Stored data entries
____________________

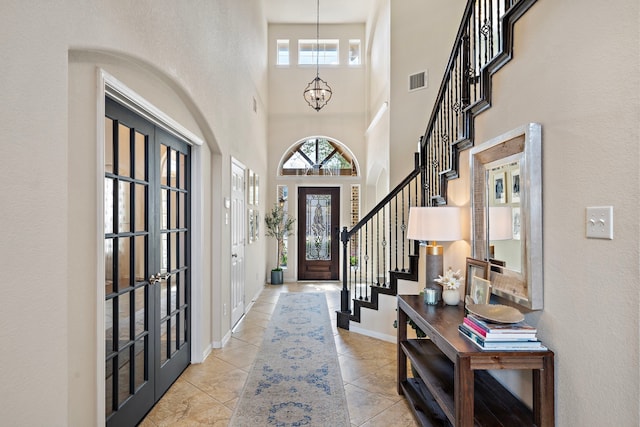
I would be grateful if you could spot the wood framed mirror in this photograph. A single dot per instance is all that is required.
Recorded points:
(506, 200)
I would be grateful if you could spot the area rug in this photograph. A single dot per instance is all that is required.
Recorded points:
(295, 380)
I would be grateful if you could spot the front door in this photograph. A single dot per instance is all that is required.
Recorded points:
(318, 231)
(238, 236)
(147, 277)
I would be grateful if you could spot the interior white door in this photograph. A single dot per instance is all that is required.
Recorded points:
(238, 239)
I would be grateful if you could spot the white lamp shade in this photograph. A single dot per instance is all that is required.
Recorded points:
(500, 223)
(434, 224)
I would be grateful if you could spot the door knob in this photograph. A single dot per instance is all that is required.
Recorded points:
(155, 278)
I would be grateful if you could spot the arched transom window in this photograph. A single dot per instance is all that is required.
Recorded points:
(318, 156)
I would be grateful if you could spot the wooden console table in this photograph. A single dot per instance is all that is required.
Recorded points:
(453, 387)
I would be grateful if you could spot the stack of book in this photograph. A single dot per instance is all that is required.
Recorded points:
(500, 336)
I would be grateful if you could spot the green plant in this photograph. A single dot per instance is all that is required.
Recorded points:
(278, 226)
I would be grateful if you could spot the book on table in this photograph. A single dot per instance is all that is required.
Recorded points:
(525, 334)
(507, 344)
(500, 328)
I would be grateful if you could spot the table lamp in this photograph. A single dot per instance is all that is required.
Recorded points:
(433, 224)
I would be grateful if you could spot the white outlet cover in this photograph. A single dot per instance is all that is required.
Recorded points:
(599, 222)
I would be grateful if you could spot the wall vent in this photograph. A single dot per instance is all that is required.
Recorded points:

____________________

*WORK TO COMPLETE*: Copy each line above containing the string "book".

*THE COMPLETED TASK*:
I would be grateful if you could spot the stack of book in this photograph. A single dot per instance is all that is required.
I would be grateful if you could spot the book on table in this photograph. A single dot per instance is all that is required.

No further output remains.